▸ SOURCE DOCUMENT
%%
Michael Glander I love you Aunt Dorothy

August 8, 2006

Jennifer Black

August 5, 2006

Tracey, Mike, and Alexa

I love you guys dearly and more then the universe!! I will always be here if you ever need anything. Mike, I will love you for the rest of my life and I'll see you on the other side!

I love you,

Your little sis and Benny

Kim Ray/Hosek

August 5, 2006

God Bless you in your new life in heaven, and God Bless your family and children here on earth. I'm so grateful I got to see you before God led you home.

John Krusynski

August 4, 2006

Mike growing up I always wanted a brother. After our parents married I got two. I will always look up to you as a brother and a friend. Thank you for countless good times. You will be forever missed by all who knew you .

Christa Keiser

August 3, 2006

Mike-
You are truly a selfless man who has touched so many lives in so many different ways. I have an abundance of memories... from hanging out in the Chevy's parking lot with the gang in the 80's, to going to the beach with Tracey, Mikey, Alexa, and Alex last week, and everything in between for the last 20 years. Your door has always been open for me, no matter what. You will be forever in my heart. Love you & miss you...
Christa

David Antos

August 3, 2006

Mike you are deeply missed! Our sympathy goes out to your family!I know every time i see, hear, ride Dirt bikes,go to the Race track,on a speed boat,go skiing,i will think of you!Looking foward to the day we meet up again! Later Buddy!!

The Glander Kids

August 3, 2006

We love you Uncle Mike and we will miss you a lot. Love Jessica, Alissa and Nicholas

Dean Glander

August 2, 2006

On behalf of Mike and his entire family, I would like to thank everyone for their overwhelming support. Mike, I will always keep you in my thoughts and the memories will never fade. Until we meet again. Dean

Tracy Bartolomo

August 2, 2006

My heart goes out to you and your family. You are all in my prayers. Mike I will never forget the great times we had growing up together and I will never forget my first ride on a motorized bike in your back yard. I had so much fun, I grew up and bought my own harley. I will never forget all the great times!!!! God Bless and you will be missed alot!

Arthur, Monique, Skylar, & Emma Foister

August 2, 2006

Tracey, Mike, and Alexa,



You are all in our daily thoughts and prayers. Even though no words can comfort you at this time, I hope you can seek refuge in the thought that we will always be here for you. Michael, We will miss you.

Aunt Dorothy

August 2, 2006

What an honor it was to be with you during the fundraiser and your birthday party. I will treasure those memories. I love you and I will miss you.
%%
▸ EXCERPTED RECORDS
%%
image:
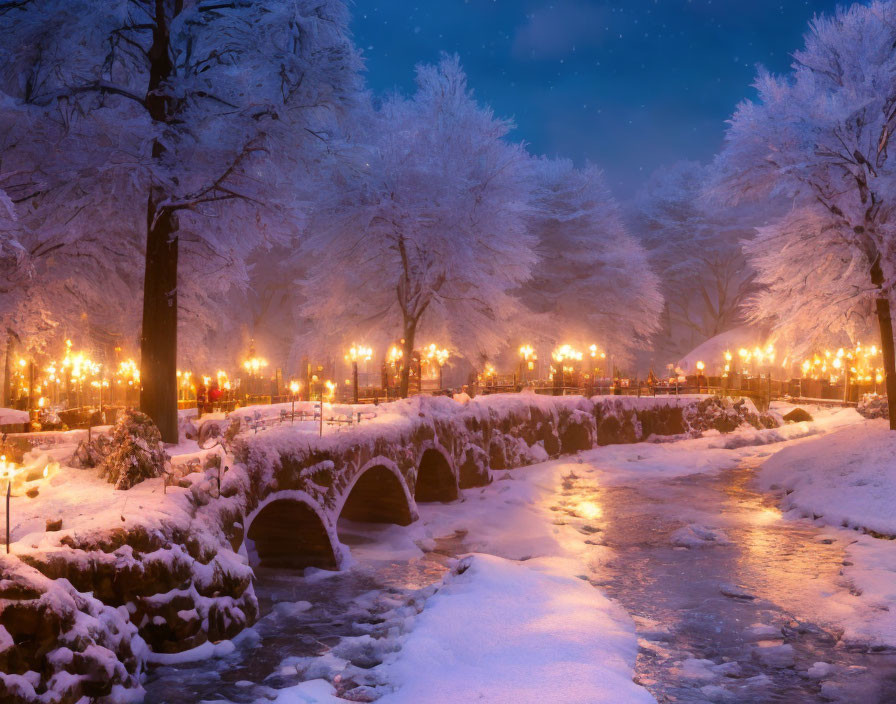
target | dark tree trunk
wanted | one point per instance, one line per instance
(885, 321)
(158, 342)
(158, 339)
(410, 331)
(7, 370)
%%
%%
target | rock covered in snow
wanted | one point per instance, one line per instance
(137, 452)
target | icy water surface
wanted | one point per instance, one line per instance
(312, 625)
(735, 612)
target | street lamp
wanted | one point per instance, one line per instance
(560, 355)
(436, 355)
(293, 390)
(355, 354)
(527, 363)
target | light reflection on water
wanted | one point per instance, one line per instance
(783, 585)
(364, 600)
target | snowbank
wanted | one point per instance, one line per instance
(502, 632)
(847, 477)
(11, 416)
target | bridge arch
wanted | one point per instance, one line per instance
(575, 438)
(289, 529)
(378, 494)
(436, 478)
%%
%%
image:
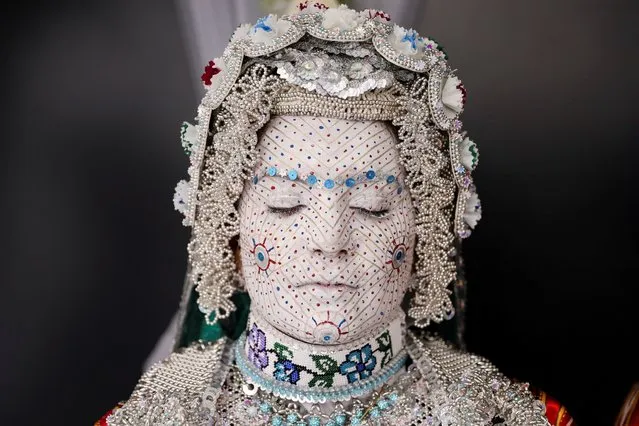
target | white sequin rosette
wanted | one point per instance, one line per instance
%%
▸ PROBLEM DETAILS
Set down, word for word, the stretch of the memorial messages from "David Antos" through "again! Later Buddy!!".

▸ SOLUTION TO THIS TASK
David Antos

August 3, 2006

Mike you are deeply missed! Our sympathy goes out to your family!I know every time i see, hear, ride Dirt bikes,go to the Race track,on a speed boat,go skiing,i will think of you!Looking foward to the day we meet up again! Later Buddy!!